[Photo-based referring expression data]
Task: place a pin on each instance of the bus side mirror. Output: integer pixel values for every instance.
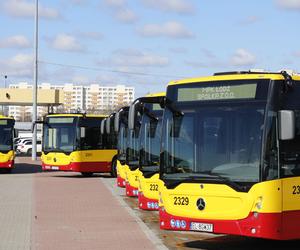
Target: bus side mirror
(131, 117)
(116, 122)
(286, 124)
(34, 124)
(162, 102)
(15, 135)
(102, 126)
(82, 132)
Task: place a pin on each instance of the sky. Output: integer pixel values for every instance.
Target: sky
(146, 43)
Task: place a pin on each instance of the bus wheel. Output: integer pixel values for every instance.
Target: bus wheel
(87, 174)
(114, 168)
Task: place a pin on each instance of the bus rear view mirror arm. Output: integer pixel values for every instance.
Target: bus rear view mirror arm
(34, 124)
(286, 124)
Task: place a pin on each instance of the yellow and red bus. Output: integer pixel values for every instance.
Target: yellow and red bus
(230, 155)
(121, 128)
(141, 156)
(7, 154)
(73, 142)
(108, 131)
(149, 150)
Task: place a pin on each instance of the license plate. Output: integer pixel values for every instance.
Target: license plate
(203, 227)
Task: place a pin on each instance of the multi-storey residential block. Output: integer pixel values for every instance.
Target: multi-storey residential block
(93, 98)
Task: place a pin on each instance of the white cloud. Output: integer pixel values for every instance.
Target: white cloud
(170, 29)
(243, 57)
(135, 58)
(22, 8)
(79, 2)
(250, 20)
(179, 50)
(126, 15)
(67, 43)
(297, 53)
(20, 65)
(289, 4)
(178, 6)
(17, 41)
(90, 34)
(115, 3)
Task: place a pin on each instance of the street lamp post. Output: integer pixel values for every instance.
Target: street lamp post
(5, 79)
(35, 80)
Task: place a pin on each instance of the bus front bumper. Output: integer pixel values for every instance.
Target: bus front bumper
(261, 225)
(147, 203)
(84, 167)
(130, 190)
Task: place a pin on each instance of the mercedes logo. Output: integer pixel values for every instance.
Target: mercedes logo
(201, 204)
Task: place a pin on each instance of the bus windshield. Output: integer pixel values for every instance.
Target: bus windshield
(122, 138)
(6, 135)
(60, 134)
(213, 140)
(150, 144)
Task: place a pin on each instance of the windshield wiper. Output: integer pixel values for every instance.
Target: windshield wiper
(205, 177)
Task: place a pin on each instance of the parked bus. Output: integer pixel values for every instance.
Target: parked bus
(139, 112)
(107, 130)
(7, 154)
(230, 156)
(121, 128)
(149, 148)
(73, 142)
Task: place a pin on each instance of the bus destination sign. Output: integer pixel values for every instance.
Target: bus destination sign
(225, 92)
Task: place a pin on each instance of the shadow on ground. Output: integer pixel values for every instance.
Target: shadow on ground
(76, 175)
(25, 168)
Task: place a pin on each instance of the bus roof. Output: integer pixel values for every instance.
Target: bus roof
(76, 115)
(156, 94)
(234, 76)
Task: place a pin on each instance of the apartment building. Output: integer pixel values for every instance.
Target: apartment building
(93, 98)
(107, 98)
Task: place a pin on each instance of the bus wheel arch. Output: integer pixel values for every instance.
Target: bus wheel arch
(113, 171)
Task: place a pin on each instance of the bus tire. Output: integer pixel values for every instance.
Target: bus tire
(113, 171)
(87, 174)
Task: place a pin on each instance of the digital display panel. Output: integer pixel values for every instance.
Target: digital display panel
(224, 92)
(57, 120)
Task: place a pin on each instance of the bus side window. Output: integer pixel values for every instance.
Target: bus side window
(290, 152)
(271, 151)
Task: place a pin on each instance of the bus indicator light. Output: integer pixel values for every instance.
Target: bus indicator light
(173, 223)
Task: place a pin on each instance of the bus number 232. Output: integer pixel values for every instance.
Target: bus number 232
(296, 189)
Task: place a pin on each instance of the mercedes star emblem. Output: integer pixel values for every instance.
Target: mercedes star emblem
(201, 204)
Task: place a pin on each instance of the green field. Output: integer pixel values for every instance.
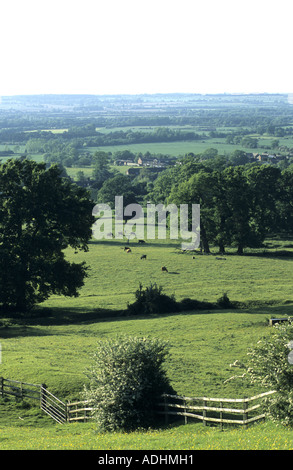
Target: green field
(54, 346)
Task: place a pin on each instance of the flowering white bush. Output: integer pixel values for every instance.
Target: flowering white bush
(269, 367)
(127, 380)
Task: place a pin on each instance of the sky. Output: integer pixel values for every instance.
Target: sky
(145, 46)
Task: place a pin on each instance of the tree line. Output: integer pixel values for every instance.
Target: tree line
(239, 205)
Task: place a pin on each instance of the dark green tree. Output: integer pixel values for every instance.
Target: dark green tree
(102, 170)
(41, 214)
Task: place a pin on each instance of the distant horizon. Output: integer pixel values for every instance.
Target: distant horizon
(147, 93)
(114, 48)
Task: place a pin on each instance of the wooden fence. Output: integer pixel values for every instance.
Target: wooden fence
(78, 411)
(19, 389)
(215, 410)
(209, 410)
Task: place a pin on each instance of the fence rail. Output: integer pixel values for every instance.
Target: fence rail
(19, 389)
(54, 407)
(79, 411)
(204, 409)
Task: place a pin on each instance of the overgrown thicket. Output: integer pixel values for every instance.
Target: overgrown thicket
(127, 380)
(152, 300)
(268, 366)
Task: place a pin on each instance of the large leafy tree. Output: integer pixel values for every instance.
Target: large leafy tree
(41, 214)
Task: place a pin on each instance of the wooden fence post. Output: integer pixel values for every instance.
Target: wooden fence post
(245, 415)
(43, 396)
(166, 410)
(204, 413)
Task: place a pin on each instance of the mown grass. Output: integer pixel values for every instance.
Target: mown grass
(54, 344)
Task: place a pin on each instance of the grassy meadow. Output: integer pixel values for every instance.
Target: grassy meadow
(54, 345)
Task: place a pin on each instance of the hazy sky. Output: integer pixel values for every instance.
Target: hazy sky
(145, 46)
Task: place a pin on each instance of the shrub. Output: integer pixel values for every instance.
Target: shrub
(127, 380)
(152, 300)
(224, 301)
(269, 367)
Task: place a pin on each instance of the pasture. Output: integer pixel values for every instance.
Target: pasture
(54, 345)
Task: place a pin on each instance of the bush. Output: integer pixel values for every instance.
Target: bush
(224, 301)
(152, 300)
(269, 367)
(126, 382)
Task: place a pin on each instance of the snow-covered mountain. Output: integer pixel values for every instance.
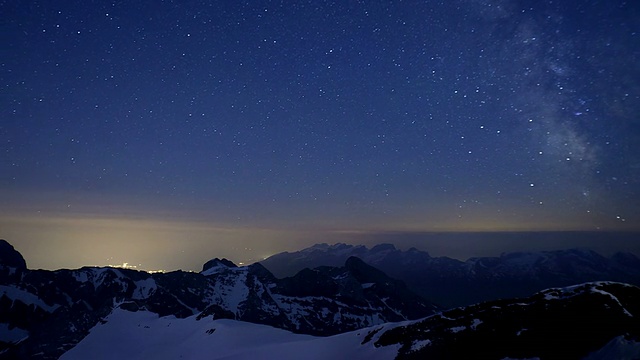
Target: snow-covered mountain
(451, 283)
(591, 321)
(45, 313)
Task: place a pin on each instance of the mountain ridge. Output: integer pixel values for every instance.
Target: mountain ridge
(47, 312)
(451, 283)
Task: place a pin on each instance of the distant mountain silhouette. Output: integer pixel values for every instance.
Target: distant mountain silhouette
(46, 313)
(450, 283)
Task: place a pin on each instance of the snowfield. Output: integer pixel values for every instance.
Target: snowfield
(144, 335)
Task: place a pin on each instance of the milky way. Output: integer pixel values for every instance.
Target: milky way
(266, 117)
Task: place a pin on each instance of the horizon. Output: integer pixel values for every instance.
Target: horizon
(467, 245)
(156, 134)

What to work on = While skipping the pictures, transcribe the data above from the line showing "Task: place a pin on each instance of the snow-covered" through the line showing "Task: place a pin on each instance of the distant mountain", exactly and with both ends.

Worked solution =
Task: place a pin on each instance of the snow-covered mountain. Output: integer pixel values for every instance.
Target: snow-covered mountain
(451, 283)
(591, 321)
(45, 313)
Task: place a pin on each instance of the mountain ridge. Output: integer pixel values for every instance.
Target: mountain ridge
(47, 312)
(451, 283)
Task: place a pin on each instance of the distant mountain silhouette. Output: integer pixel values for every instance.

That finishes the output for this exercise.